### Stated problem 1
From the passage on the Transcaucasian SFSR, quote the part that begins with the words containing "The republic became" and ends with "and Azerbaijani SSRs.".
-----
The Transcaucasian Socialist Federative Soviet Republic (Transcaucasian SFSR or TSFSR), also known as the Transcaucasian Soviet Federative Socialist Republic, or simply Transcaucasia, was a republic of the Soviet Union that existed from 1922 to 1936.

The TSFSR comprised Armenia, Azerbaijan and Georgia, traditionally known as the "Transcaucasian Republics" as they were separated from Russia by the Caucasus Mountains. The TSFSR was one of the four republics to sign the Treaty on the Creation of the USSR establishing the Soviet Union in 1922. The TSFSR was created ostensibly to consolidate the economic situation and Bolshevik control over the region. The TSFSR was dissolved upon the adoption of the 1936 Soviet Constitution and its constituent republics were elevated individually to republics of the Soviet Union.

History 
The roots of a Transcaucasian condominium state trace back to the dissolution of the Russian Empire in 1918, following the October Revolution, when the provinces of the Caucasus seceded and formed their own state called the Transcaucasian Federation. Competing ethno-national interests and confrontation with the Ottoman Empire in World War I led to the dissolution of the Transcaucasian Federation only two months later, in April 1918.

The three successor states: the First Republic of Armenia, the Democratic Republic of Azerbaijan, and the Democratic Republic of Georgia, lasted until the end of the Russian Civil War that was being fought across the mountains, when they were invaded by the Red Army and sovietized. Following the proposal by Vladimir Lenin the three now Soviet Republics, the Armenian, Azerbaijani and Georgian SSRs, were united into the Federative Union of Socialist Soviet Republics of Transcaucasia on 12 March 1922. On 13 December that year, the First All-Caucasian Congress of Soviets transformed this federation of states into a unified federal state and renamed it into the Transcaucasian Socialist Federative Soviet Republic, though keeping formally the autonomy of its constituent republics. The congress also adopted the constitution, appointed the Central Executive Committee (the highest legislative body between congressional sessions), and the Council of People's Commissars (the government). Mamia Orakhelashvili, a Georgian Bolshevik leader, became the first chairman of the Transcaucasian SFSR's Council of People's Commissars. Tbilisi was the capital of the republic.

The republic became a founding member of the Soviet Union on 30 December along with the Russian SFSR, the Ukrainian SSR, and the Belorussian SSR. In December 1936, the Transcaucasian SFSR was dissolved and divided again among the Georgian, Armenian and Azerbaijani SSRs.
-----
### Stated problem 2
In the rows below, take the lines from the one containing "If it's not too much trouble, please detect the green tree" through the one containing "55 344 101 396" and lay them out as a JSON list of strings, one string per line, leaving out blank lines.
-----
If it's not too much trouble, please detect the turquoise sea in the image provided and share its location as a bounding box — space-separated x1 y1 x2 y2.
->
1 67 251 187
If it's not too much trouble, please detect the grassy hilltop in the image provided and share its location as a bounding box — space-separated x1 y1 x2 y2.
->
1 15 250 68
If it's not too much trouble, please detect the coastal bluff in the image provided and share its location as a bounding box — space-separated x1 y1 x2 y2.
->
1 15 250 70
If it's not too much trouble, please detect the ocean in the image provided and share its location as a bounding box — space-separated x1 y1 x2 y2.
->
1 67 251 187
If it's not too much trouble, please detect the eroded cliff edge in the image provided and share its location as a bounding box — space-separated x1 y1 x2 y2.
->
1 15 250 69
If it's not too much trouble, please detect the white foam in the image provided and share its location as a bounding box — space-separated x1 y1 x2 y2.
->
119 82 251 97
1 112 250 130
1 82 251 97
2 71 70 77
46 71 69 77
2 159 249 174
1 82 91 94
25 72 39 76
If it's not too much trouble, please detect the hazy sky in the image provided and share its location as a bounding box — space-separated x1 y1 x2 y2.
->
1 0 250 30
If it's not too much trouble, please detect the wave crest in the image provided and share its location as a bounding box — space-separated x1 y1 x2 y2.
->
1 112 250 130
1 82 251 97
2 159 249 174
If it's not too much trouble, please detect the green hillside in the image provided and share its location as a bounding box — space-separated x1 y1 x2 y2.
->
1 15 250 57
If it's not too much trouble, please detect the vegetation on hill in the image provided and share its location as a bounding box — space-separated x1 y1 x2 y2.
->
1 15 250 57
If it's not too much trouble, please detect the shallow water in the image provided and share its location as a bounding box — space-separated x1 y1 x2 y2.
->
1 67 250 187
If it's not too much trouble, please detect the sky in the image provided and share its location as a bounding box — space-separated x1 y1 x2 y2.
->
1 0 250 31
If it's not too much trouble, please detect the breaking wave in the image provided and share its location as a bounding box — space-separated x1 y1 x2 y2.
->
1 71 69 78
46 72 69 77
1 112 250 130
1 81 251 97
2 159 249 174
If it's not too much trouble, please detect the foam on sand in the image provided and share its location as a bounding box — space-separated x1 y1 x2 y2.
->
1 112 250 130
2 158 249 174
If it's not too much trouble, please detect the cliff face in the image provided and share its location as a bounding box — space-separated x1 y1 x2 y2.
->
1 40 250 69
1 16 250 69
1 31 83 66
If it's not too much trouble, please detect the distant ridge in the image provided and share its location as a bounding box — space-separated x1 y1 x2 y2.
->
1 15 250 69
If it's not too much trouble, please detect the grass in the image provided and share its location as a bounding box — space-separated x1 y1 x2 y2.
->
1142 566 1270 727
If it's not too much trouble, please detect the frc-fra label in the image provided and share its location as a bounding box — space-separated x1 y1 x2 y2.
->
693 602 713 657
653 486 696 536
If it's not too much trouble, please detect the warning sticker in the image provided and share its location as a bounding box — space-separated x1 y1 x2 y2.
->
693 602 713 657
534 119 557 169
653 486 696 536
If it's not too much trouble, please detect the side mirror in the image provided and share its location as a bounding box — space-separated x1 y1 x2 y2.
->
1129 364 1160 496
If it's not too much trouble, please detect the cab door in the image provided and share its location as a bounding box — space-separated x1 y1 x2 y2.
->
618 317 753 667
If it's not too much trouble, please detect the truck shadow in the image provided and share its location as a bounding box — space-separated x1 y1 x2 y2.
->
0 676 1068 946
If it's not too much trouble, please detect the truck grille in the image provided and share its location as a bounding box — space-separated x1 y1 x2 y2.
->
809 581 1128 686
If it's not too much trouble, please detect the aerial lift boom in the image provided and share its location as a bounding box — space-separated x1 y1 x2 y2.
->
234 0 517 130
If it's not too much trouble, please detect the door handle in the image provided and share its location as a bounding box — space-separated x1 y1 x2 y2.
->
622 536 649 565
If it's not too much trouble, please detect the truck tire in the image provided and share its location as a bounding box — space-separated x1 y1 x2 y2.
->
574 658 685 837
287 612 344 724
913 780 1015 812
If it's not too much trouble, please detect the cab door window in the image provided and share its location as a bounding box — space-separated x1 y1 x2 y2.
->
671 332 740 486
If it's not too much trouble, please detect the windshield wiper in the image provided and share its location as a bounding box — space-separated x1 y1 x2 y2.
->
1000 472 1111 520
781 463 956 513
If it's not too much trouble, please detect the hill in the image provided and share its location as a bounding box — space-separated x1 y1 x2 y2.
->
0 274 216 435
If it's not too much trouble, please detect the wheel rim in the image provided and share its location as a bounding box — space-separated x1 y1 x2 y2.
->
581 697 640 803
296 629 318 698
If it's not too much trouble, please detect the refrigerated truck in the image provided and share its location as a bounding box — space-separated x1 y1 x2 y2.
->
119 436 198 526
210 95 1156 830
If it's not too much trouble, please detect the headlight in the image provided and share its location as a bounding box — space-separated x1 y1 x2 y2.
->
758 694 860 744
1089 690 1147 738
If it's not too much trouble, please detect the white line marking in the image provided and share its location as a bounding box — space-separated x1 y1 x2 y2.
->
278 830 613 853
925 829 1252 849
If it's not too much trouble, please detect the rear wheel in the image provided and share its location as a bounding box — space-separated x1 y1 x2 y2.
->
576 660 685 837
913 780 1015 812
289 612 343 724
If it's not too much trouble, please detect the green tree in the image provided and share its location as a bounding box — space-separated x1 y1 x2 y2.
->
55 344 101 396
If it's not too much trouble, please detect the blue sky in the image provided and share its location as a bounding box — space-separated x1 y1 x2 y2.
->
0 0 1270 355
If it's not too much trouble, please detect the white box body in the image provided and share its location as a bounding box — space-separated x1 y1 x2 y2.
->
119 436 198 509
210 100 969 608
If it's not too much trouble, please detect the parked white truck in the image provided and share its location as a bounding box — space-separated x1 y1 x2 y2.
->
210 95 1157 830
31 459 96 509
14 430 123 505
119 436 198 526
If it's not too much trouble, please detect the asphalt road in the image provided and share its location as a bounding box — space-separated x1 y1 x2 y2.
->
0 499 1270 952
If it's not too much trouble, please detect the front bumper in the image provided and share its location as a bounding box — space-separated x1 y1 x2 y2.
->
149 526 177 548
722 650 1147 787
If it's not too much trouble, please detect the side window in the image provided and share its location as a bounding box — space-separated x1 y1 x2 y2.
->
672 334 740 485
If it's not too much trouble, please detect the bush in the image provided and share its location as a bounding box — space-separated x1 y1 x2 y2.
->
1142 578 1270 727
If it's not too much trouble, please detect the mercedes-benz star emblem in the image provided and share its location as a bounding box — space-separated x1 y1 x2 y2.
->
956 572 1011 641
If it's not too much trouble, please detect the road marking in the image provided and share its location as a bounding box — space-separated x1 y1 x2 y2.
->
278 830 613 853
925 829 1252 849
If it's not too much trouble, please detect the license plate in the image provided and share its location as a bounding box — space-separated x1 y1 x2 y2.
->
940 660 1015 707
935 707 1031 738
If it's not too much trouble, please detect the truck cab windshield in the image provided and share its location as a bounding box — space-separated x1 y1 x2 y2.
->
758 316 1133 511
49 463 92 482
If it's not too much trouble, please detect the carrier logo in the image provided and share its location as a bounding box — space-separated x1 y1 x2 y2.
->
-----
### Right answer 1
The republic became a founding member of the Soviet Union on 30 December along with the Russian SFSR, the Ukrainian SSR, and the Belorussian SSR. In December 1936, the Transcaucasian SFSR was dissolved and divided again among the Georgian, Armenian and Azerbaijani SSRs.

### Right answer 2
[
  "If it's not too much trouble, please detect the green tree in the image provided and share its location as a bounding box — space-separated x1 y1 x2 y2.",
  "->",
  "55 344 101 396"
]